Jun 23, 2010, 11:15 AM EDT
In any selection process, there will be parties who are excluded. When it comes to the Hockey Hall of Fame, it might just be a matter of time for some (like, say, Joe Nieuwendyk) while many worry if they’ll never see the day when they are inducted (sadly, that might apply to Pat Burns). While some retired players might be nursing their wounded egos, I couldn’t help but wonder: “Who will make it next year?”
Great hockey history blogger Joe Pelletier posed that question, too, and looked at which players will be eligible for the first time in 2011.
2011 first-time eligible players:
* Ed Belfour
* Trevor Linden
* Glen Wesley
* Derian Hatcher
* Stu Barnes
* Mattias Norstrom
* Dallas Drake
Of that group, only Belfour has a shot. Trevor Linden is my hero, and Derian Hatcher was my favorite villain, but neither are Hall of Fame worthy. Trust me, that hurts to say it, but it’s true.
I cannot help but agree with Pelletier; it’s good news for the 2010 near-misses to see that Belfour is really the only major competitor. Belfour does have some impressive numbers, though, with 484 regular season wins and 88 in the playoffs. His accomplishments also include a Stanley Cup victory, two Vezinas, a Calder trophy, four William Jennings Trophies for the league’s best GAA and five All-Star appearances.
The jilted potential Hall of Famers might have to put a lot of eggs in the 2011 basket, though, because Pelletier points out the stacked 2012 class.

PROBLEM 1 = In the Hall of Fame post, how many regular season wins does Belfour have?
PROBLEM 2 = Decide whether each statement agrees with the Hall of Fame post, and quote the words that decide it: (a) Joe Pelletier looked at which players would be eligible for the first time in 2011. (b) Belfour has won two Stanley Cups. (c) Derian Hatcher is called the writer's hero.
PROBLEM 3 = Write out the part of the Hall of Fame post starting with "Jun 23, 2010, 11:15" and going on through "time in 2011.", word for word.

EXTRACTED MATERIAL =

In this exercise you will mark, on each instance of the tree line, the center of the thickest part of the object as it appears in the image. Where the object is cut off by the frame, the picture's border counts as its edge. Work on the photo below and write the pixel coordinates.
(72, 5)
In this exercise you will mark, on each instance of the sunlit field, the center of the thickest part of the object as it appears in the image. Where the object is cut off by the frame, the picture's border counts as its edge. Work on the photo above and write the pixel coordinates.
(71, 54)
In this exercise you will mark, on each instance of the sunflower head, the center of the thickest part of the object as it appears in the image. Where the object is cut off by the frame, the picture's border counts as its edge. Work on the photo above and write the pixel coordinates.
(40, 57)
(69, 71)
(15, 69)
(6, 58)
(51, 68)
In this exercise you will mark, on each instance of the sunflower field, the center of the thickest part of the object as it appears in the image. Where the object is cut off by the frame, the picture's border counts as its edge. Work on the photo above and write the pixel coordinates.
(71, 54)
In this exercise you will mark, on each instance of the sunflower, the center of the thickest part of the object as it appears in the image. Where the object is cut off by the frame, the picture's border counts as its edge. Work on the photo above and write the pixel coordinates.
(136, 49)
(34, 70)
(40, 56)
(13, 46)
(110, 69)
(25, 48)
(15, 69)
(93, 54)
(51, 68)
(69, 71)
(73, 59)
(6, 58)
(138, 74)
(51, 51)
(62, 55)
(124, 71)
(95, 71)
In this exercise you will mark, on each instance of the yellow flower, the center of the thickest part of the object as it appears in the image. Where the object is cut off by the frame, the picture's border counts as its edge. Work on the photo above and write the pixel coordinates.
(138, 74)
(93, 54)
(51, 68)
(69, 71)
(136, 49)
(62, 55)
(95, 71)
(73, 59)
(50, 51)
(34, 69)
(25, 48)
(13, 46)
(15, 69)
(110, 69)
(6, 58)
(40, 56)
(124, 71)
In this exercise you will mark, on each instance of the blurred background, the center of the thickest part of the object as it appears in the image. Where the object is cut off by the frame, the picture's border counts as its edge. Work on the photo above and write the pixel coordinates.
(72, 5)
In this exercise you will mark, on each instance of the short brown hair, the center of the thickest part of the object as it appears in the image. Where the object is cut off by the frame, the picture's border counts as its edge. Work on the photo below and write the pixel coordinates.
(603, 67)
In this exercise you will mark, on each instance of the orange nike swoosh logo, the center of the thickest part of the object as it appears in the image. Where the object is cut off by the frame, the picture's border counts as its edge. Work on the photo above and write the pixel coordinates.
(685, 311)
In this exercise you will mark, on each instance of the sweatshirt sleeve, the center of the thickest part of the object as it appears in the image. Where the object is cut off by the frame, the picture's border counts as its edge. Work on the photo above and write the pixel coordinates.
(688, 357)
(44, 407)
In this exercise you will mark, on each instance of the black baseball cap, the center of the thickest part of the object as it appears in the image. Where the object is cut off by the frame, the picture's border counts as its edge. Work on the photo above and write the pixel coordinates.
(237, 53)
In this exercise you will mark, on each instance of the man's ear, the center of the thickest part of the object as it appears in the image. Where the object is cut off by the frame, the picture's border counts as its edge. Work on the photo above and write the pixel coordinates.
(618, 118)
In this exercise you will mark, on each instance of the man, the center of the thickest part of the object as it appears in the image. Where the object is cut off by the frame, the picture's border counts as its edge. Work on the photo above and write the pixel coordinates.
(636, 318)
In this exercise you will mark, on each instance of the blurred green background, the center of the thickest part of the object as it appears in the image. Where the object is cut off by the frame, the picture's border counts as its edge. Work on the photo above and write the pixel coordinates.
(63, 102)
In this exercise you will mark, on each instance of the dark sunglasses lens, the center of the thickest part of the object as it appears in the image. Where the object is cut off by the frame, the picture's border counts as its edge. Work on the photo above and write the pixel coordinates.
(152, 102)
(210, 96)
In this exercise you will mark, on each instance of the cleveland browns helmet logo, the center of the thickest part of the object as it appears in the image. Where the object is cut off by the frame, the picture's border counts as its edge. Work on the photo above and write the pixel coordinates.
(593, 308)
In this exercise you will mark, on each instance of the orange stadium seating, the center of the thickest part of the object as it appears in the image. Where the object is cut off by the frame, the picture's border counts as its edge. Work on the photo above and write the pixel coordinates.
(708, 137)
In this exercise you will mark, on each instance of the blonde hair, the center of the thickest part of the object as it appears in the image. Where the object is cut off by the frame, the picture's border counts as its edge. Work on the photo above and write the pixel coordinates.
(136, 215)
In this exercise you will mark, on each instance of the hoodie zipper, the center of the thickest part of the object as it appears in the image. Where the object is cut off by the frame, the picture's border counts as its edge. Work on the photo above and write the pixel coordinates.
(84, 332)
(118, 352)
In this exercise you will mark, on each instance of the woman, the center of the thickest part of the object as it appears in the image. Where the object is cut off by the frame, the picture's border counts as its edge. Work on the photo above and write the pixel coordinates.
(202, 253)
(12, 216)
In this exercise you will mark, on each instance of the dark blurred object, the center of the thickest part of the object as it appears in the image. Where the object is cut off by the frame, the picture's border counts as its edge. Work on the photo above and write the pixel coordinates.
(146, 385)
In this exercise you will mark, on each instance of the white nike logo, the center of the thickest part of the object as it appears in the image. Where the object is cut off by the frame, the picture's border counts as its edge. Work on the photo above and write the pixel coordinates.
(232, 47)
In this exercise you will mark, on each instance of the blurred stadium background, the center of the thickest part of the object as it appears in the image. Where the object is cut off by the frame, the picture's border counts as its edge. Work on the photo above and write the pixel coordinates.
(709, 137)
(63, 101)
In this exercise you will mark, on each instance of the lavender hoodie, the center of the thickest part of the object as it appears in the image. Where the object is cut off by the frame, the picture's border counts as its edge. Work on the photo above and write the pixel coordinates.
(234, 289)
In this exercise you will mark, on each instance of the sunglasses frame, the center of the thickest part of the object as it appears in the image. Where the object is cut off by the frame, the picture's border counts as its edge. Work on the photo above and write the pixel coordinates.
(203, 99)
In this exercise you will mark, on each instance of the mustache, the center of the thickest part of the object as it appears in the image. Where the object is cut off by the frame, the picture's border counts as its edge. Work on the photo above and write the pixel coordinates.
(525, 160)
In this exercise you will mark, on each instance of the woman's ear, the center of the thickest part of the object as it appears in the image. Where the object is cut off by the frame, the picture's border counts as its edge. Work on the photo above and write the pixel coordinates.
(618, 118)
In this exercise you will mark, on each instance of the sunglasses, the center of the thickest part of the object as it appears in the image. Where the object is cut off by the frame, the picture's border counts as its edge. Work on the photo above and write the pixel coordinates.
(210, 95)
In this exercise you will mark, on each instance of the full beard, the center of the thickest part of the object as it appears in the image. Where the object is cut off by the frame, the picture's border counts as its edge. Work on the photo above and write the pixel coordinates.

YOUR SOLUTION 1 = 484

YOUR SOLUTION 2 =
(a) Yes: "looked at which players will be eligible for the first time in 2011"
(b) No: "a Stanley Cup victory"
(c) No: "Trevor Linden is my hero, and Derian Hatcher was my favorite villain"

YOUR SOLUTION 3 =
Jun 23, 2010, 11:15 AM EDT
In any selection process, there will be parties who are excluded. When it comes to the Hockey Hall of Fame, it might just be a matter of time for some (like, say, Joe Nieuwendyk) while many worry if they’ll never see the day when they are inducted (sadly, that might apply to Pat Burns). While some retired players might be nursing their wounded egos, I couldn’t help but wonder: “Who will make it next year?”
Great hockey history blogger Joe Pelletier posed that question, too, and looked at which players will be eligible for the first time in 2011.